Start of Supplied passage

Trump advisers propose tribes ‘privatize’ reservations
Native American advisers to President-elect Donald Trump have proposed that tribal lands be removed from government control. While they say that the move could help impoverished tribes profit from oil and gas, critics have denounced it as “privatization.”
Two leaders of Trump’s Native American Affairs Coalition floated on Monday the idea of giving tribes more control over their land, which Reuters described as “politically explosive.” Some 55.7 million acres (225,000 square kilometers) of Native American lands are being “held in trust” for the tribes by the Bureau of Indian Affairs, an agency under the US Department of the Interior.
Trump advisors aim to privatize oil-rich American Indian reservationshttps://t.co/TcagiekUJI#INDIGENOUS#TAIRPpic.twitter.com/wqtCPteJ72
— Indigenous (@AmericanIndian8) December 5, 2016
"We should take tribal land away from public treatment," said Representative Markwayne Mullin (R-Oklahoma), a Cherokee tribe member and chair of the Coalition. “As long as we can do it without unintended consequences, I think we will have broad support around Indian country.”
Ross Swimmer, a co-chair of the Coalition and former chief of the Cherokee Nation, said it was possible to turn over reservation lands to tribe members without opening them for sale to outsiders.
“It has to be done with an eye toward protecting sovereignty,” he said.
The tribes are technically sovereign nations under a series of treaties signed with the US government during the 19th century. Natives on the reservations suffer from high rates of poverty, substance abuse and suicide.

End of Supplied passage
Start of Available data

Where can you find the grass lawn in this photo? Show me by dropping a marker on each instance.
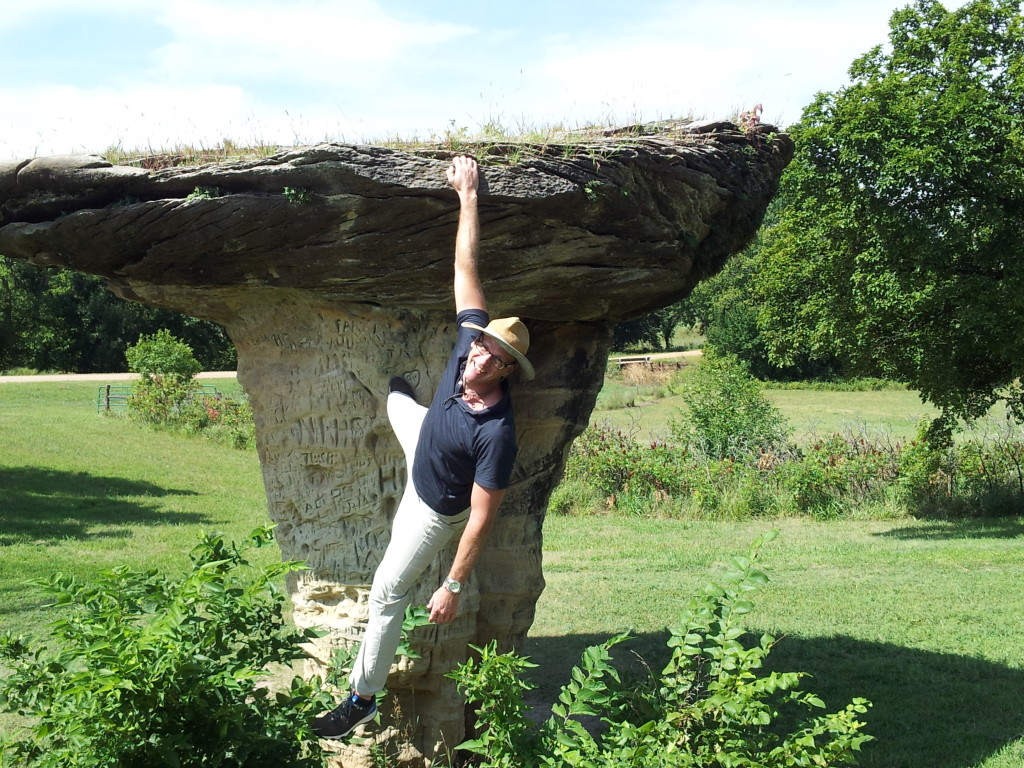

End of Available data

Work request 1 | Summarize the article on Trump advisers and tribal lands in two sentences.
Work request 2 | Rewrite the part of the article on Trump advisers and tribal lands starting with "The tribes are" and going on through "abuse and suicide.", renaming "treaties" as "agreements" throughout.
Work request 3 | Write what comes next in the article on Trump advisers and tribal lands, picking up after its final sentence.

Exercise response 1 | Native American advisers to President-elect Donald Trump proposed removing tribal lands from government control, saying it could help impoverished tribes profit from oil and gas, while critics denounced the idea as "privatization." Coalition leaders Markwayne Mullin and Ross Swimmer backed giving tribes more control over the 55.7 million acres held in trust by the Bureau of Indian Affairs, and Swimmer said reservation lands could go to tribe members without opening them to sale to outsiders.

Exercise response 2 |
The tribes are technically sovereign nations under a series of agreements signed with the US government during the 19th century. Natives on the reservations suffer from high rates of poverty, substance abuse and suicide.

Exercise response 3 |
However, the tribes also sit on approximately $1.5 trillion worth of energy resources, according to a 2009 estimate by the Council of Energy Resource Tribes, a tribal energy advocacy.
In 2008, BIA officials told Congress that the reservations contained about 20 percent of untapped oil and gas reserves in the US.
The Crow Nation in Montana and the Southern Ute in Colorado have made mining and drilling deals, hoping to generate funding for health, education and infrastructure. The projects have progressed slowly, however, since federal stewardship of the land translates into a lot of red tape.
"The time it takes to go from lease to production is three times longer on trust lands than on private land," Mark Fox, chairman of the Three Affiliated Tribes in Forth Berthold, North Dakota, told Reuters. Their operation produces around 160,000 barrels of oil per day.
"If privatizing has some kind of a meaning that rights are given to private entities over tribal land, then that is worrying," Fox said. "But if it has to do with undoing federal burdens that can occur, there might be some justification."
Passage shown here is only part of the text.